Records:
>>>>>
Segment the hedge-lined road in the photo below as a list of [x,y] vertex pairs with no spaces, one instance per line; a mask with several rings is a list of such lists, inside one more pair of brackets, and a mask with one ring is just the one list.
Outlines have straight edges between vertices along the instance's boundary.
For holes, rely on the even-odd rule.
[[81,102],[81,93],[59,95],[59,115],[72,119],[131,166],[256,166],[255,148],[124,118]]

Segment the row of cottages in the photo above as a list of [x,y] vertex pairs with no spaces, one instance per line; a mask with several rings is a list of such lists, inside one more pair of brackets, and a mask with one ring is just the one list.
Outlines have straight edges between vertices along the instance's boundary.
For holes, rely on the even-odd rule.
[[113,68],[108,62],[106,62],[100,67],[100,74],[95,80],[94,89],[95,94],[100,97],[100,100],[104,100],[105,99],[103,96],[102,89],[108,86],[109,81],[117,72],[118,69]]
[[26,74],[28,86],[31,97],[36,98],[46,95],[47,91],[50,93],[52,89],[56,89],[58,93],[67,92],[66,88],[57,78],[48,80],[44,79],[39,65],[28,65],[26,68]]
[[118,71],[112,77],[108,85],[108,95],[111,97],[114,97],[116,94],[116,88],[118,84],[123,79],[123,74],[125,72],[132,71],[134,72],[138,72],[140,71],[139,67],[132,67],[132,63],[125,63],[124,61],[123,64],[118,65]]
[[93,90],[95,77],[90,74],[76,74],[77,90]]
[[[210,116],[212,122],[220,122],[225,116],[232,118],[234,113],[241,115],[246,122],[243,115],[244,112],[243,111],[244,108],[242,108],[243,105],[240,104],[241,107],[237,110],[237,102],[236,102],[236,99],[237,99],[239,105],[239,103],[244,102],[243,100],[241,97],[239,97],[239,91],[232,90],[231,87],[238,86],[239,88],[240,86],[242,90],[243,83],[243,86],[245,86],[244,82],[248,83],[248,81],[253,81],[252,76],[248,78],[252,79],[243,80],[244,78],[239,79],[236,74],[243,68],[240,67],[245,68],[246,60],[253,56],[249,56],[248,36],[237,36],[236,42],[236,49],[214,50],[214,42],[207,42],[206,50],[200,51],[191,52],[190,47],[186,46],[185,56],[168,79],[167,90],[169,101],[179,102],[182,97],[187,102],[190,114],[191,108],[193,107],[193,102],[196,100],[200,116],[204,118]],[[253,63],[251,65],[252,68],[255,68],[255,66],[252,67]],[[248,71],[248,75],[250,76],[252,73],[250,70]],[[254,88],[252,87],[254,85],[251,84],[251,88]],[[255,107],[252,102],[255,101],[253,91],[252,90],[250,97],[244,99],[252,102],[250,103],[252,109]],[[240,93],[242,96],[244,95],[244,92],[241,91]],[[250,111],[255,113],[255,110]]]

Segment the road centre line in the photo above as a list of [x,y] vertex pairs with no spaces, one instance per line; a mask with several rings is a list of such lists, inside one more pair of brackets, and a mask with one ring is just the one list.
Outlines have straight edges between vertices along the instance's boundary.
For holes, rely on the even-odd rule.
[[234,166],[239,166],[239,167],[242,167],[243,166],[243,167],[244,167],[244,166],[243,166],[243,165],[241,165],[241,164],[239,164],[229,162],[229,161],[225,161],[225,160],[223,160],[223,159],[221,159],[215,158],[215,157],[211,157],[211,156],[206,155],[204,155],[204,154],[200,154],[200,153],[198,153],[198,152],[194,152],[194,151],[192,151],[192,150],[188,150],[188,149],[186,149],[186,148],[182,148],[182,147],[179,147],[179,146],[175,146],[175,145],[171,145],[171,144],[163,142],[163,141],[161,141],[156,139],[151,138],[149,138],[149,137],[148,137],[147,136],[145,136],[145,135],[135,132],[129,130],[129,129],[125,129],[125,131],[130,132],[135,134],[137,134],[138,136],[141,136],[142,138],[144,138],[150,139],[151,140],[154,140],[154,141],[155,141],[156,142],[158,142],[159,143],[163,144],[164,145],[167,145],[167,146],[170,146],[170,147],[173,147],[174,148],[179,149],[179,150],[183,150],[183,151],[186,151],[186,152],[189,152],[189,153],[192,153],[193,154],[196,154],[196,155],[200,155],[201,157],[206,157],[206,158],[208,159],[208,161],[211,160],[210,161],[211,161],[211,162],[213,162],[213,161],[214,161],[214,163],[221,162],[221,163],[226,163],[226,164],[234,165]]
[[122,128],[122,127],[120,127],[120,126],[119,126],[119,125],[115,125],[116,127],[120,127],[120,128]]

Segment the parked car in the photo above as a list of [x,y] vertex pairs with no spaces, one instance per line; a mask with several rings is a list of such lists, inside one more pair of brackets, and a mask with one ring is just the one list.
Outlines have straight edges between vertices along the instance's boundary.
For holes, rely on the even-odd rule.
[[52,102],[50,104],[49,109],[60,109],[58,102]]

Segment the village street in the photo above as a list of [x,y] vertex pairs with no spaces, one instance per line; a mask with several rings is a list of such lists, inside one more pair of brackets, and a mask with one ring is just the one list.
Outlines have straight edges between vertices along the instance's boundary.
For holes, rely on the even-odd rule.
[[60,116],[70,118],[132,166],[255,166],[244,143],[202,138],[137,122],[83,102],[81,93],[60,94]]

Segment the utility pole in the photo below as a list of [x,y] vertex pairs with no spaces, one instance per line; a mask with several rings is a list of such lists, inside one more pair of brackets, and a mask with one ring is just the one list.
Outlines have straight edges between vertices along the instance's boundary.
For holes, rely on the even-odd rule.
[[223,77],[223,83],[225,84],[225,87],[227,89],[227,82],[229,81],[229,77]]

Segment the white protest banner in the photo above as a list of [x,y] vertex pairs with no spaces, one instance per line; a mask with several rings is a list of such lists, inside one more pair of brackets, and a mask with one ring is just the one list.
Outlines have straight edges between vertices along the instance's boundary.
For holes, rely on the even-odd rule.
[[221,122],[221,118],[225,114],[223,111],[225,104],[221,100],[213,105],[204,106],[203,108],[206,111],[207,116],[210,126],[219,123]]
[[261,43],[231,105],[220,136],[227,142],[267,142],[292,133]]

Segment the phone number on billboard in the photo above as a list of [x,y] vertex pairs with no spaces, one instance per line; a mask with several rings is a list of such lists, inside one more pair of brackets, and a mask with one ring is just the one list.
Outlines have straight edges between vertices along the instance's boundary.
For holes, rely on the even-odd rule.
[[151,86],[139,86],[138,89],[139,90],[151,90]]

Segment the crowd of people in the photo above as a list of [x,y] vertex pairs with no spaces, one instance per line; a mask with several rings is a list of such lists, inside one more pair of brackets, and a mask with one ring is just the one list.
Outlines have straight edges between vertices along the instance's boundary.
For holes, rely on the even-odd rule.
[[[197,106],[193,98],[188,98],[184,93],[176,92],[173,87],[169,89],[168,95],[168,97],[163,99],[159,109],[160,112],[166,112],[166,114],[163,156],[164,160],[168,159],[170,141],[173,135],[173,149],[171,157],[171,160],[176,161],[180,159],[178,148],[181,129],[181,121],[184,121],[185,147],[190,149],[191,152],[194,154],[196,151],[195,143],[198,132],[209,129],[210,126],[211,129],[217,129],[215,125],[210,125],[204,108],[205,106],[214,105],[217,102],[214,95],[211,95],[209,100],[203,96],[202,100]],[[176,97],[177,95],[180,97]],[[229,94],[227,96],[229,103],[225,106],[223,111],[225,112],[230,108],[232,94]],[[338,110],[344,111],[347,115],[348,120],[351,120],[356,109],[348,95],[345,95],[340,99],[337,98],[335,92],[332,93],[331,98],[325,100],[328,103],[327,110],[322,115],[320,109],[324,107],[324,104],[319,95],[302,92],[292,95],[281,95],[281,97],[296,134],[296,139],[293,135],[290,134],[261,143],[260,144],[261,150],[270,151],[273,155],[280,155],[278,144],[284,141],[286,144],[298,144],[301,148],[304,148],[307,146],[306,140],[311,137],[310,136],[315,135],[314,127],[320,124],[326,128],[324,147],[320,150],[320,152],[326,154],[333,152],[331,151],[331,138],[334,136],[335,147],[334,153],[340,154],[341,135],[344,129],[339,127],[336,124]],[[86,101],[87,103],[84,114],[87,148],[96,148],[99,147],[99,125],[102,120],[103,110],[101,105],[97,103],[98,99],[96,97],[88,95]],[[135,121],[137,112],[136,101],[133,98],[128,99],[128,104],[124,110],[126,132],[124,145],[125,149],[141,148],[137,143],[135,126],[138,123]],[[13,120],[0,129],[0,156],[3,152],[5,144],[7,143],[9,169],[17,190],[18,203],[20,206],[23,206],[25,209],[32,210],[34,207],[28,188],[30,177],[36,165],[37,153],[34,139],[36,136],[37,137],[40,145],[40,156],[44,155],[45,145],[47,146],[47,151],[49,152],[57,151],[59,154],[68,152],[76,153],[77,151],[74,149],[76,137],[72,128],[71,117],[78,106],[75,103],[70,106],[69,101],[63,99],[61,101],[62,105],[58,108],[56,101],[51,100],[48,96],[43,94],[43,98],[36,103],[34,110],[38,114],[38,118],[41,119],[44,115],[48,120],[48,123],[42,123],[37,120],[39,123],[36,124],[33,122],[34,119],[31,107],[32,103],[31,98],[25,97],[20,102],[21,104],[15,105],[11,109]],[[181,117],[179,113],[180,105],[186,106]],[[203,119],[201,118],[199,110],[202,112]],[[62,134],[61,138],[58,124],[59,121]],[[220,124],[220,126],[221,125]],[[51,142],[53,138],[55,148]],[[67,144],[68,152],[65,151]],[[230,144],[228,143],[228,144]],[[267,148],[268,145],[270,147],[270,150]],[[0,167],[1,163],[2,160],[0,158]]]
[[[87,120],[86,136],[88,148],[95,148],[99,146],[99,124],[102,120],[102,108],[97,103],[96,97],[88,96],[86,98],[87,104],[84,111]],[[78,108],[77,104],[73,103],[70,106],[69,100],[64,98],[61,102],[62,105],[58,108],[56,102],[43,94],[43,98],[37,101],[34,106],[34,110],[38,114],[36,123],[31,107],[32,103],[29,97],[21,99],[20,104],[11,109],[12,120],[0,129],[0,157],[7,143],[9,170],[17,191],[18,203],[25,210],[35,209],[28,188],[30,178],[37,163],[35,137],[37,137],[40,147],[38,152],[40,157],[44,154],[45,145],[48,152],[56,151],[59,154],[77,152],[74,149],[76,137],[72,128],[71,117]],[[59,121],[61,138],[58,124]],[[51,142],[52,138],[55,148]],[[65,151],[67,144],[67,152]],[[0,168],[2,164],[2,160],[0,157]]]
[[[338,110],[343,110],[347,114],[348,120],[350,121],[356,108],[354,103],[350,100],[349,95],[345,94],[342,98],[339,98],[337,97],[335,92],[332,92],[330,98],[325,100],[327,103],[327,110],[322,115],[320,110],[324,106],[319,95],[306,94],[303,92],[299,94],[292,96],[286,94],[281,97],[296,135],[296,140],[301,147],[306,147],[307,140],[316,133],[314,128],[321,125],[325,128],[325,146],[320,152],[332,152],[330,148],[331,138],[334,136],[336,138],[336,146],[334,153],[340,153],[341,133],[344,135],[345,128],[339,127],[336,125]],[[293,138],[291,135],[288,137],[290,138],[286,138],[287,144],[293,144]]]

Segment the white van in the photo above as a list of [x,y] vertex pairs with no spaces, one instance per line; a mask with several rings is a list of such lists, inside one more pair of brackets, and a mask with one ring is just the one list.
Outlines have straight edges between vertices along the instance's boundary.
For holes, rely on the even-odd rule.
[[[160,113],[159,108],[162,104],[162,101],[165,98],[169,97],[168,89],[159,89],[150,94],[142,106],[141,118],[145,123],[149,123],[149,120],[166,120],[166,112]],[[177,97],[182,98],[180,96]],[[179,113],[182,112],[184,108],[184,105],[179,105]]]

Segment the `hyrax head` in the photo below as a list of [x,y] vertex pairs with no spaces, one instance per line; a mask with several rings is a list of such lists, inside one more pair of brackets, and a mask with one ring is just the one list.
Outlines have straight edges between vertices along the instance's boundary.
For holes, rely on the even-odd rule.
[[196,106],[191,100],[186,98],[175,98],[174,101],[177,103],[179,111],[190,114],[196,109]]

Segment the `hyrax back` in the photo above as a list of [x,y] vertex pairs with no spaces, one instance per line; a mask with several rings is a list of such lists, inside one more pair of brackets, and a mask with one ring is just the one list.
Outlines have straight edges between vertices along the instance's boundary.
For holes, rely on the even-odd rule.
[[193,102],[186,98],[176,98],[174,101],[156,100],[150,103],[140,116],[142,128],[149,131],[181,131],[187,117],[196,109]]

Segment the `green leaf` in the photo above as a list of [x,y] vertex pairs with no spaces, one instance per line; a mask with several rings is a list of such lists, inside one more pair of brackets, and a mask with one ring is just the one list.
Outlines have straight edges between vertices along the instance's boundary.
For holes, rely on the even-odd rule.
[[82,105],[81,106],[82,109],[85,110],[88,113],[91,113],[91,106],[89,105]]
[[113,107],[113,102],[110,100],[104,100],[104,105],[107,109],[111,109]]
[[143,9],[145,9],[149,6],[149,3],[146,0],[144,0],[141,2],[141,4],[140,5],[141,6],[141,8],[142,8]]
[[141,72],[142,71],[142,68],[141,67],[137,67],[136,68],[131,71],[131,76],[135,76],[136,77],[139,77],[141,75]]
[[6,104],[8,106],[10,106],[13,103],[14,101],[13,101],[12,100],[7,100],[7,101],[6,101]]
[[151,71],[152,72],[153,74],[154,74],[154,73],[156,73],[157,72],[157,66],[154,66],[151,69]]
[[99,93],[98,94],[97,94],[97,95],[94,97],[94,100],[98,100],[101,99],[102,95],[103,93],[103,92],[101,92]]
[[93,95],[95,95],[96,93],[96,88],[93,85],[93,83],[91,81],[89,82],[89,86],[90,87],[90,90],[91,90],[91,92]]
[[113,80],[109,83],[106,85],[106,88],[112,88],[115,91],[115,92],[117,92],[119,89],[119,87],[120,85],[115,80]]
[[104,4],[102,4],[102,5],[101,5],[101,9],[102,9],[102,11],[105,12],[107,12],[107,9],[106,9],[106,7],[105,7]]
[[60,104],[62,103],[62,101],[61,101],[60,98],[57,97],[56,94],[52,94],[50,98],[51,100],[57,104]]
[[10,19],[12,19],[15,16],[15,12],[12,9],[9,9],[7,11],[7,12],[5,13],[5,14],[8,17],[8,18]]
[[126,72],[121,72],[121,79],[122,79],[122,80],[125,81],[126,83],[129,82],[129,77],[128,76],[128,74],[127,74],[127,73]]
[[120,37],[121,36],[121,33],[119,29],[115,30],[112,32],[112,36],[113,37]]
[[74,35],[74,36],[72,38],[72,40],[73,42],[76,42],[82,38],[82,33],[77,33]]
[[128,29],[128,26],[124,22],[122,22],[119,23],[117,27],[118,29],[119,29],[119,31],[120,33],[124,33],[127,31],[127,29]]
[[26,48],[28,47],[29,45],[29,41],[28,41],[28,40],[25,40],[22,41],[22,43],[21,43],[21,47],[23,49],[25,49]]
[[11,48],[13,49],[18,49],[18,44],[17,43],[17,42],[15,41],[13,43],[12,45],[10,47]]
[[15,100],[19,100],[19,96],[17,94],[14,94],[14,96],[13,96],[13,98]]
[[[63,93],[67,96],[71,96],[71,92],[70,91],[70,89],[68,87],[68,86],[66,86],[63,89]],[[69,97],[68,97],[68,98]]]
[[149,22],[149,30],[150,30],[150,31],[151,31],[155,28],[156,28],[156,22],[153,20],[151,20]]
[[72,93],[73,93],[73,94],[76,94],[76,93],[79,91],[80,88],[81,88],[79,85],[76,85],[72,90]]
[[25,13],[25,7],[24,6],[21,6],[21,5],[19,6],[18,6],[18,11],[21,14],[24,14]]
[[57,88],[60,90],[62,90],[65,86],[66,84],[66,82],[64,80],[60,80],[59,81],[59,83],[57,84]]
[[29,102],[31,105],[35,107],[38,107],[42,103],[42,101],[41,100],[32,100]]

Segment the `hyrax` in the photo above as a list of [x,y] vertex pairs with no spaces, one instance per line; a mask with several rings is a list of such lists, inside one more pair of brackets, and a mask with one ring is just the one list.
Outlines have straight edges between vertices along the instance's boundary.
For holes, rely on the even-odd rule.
<<<<<
# Short task
Show each line of the items above that contains the word "street", treating uppercase and lowercase letters as different.

# Result
Segment the village street in the photo above as a list of [x,y] vertex pairs with no spaces, one instance per line; a mask with several rings is a list of such lists, inside one more pair of brackets, and a mask with one ring is just the one list.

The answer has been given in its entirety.